TASK TO CARRY OUT:
Starting at the line that contains "Batch job #4201 — class label: side", transcribe each line exactly through the last line of the data. Include nothing else.

[Source records]
== Segment start ==

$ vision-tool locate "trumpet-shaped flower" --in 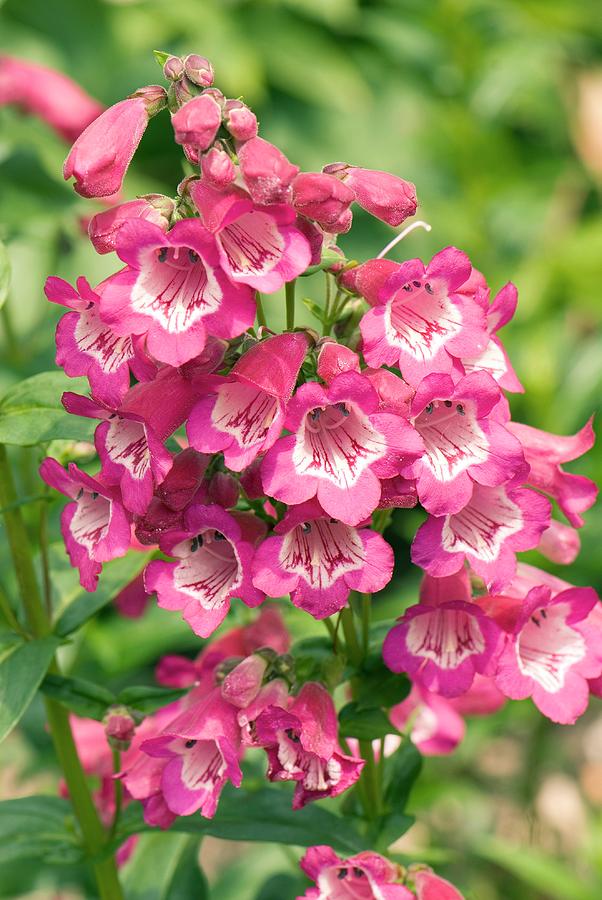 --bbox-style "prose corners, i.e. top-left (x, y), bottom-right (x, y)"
top-left (299, 845), bottom-right (411, 899)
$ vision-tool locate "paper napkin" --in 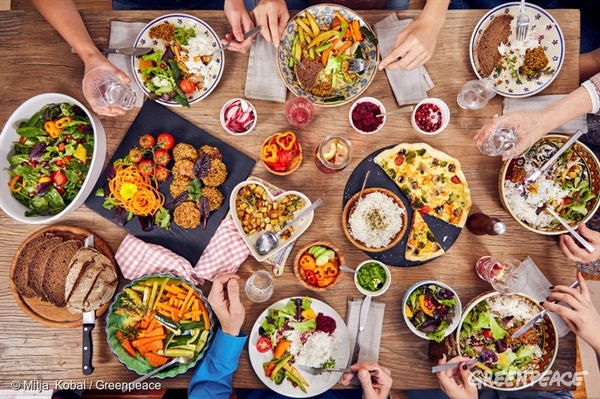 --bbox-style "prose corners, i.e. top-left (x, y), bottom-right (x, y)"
top-left (373, 14), bottom-right (434, 106)
top-left (520, 257), bottom-right (570, 337)
top-left (503, 95), bottom-right (588, 134)
top-left (346, 298), bottom-right (386, 363)
top-left (107, 21), bottom-right (146, 108)
top-left (245, 35), bottom-right (288, 102)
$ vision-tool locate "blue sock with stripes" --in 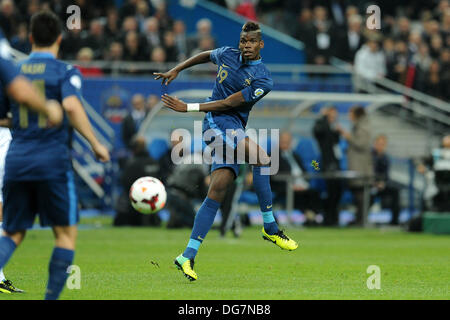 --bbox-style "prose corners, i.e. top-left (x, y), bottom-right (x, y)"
top-left (45, 247), bottom-right (74, 300)
top-left (0, 236), bottom-right (16, 271)
top-left (253, 166), bottom-right (278, 235)
top-left (183, 197), bottom-right (220, 260)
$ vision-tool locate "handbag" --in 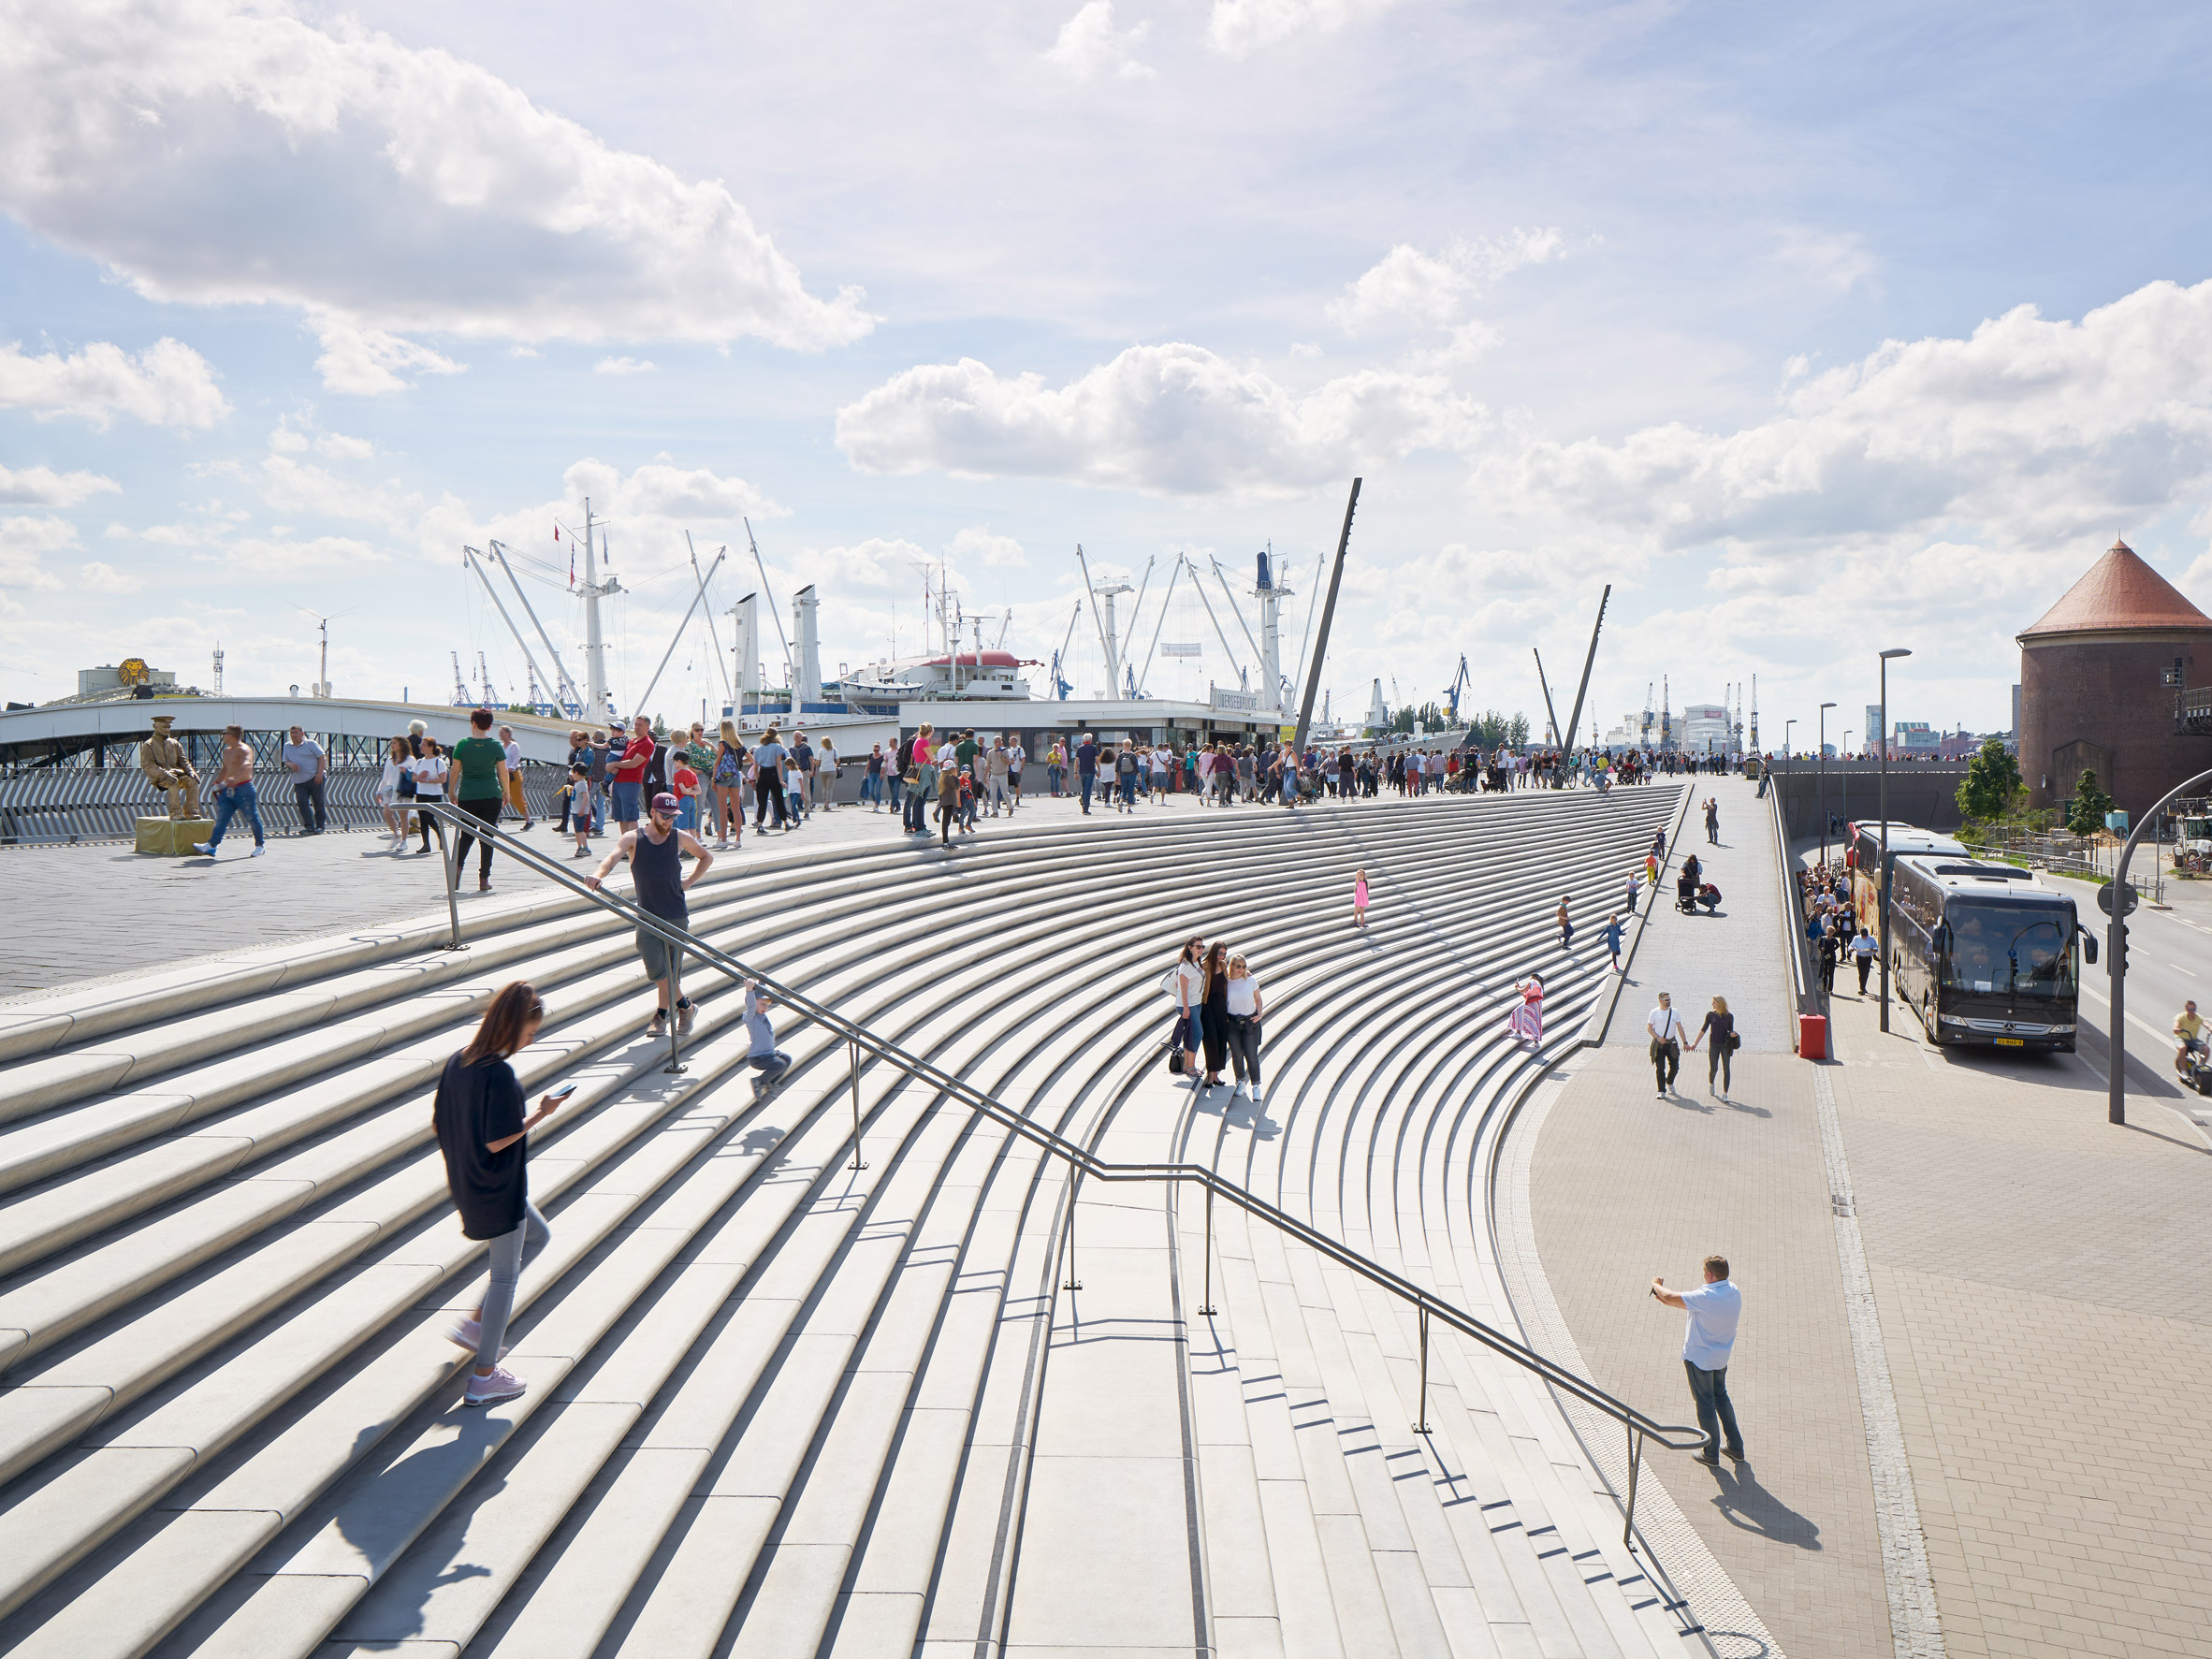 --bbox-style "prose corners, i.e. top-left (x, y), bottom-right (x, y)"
top-left (1167, 1043), bottom-right (1186, 1076)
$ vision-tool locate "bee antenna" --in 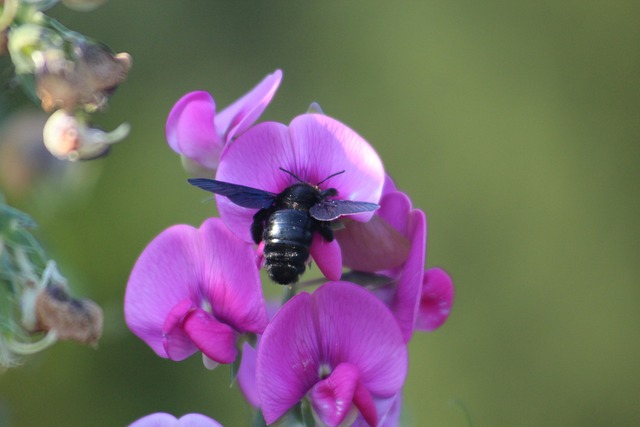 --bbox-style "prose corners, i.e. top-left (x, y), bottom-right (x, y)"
top-left (279, 167), bottom-right (304, 183)
top-left (317, 170), bottom-right (345, 186)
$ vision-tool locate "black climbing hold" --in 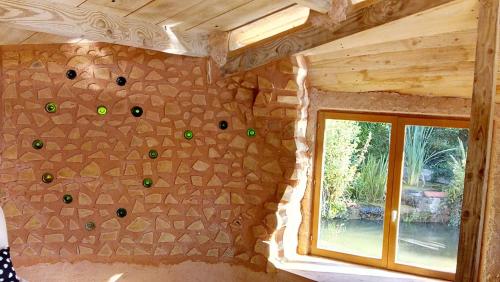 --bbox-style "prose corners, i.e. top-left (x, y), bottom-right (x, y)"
top-left (131, 106), bottom-right (143, 117)
top-left (116, 76), bottom-right (127, 86)
top-left (219, 120), bottom-right (228, 130)
top-left (116, 208), bottom-right (127, 218)
top-left (66, 69), bottom-right (77, 80)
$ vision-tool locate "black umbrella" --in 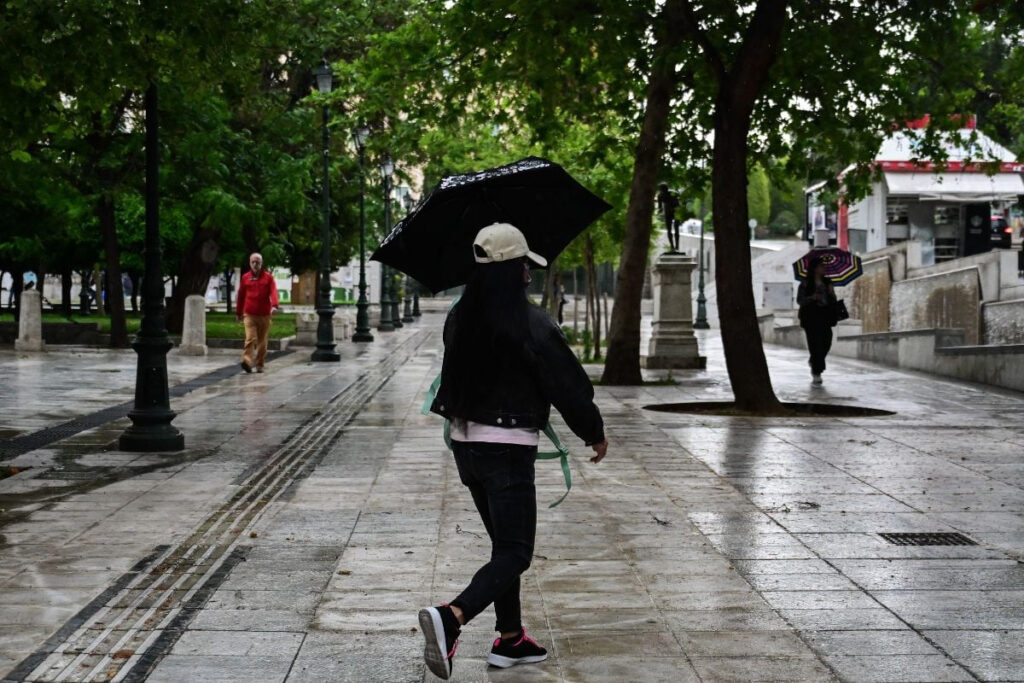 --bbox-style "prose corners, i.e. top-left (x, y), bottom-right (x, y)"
top-left (371, 156), bottom-right (612, 293)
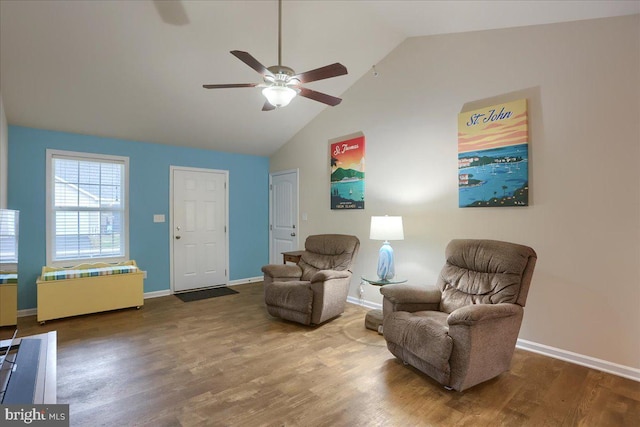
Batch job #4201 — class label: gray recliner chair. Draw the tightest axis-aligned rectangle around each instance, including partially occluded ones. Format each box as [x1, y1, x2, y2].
[380, 239, 537, 391]
[261, 234, 360, 325]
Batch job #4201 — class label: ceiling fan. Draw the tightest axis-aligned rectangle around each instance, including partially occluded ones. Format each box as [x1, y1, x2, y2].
[203, 0, 348, 111]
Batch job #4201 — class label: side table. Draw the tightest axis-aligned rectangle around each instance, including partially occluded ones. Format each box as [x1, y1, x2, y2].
[282, 250, 304, 264]
[361, 276, 407, 334]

== Segment end ==

RESPONSE AREA:
Batch job #4201 — class label: side table. Draw the tightest axis-aligned rectangle around each instance, including partially occluded ones. Format each box as [x1, y1, x2, y2].
[282, 250, 304, 264]
[361, 276, 407, 334]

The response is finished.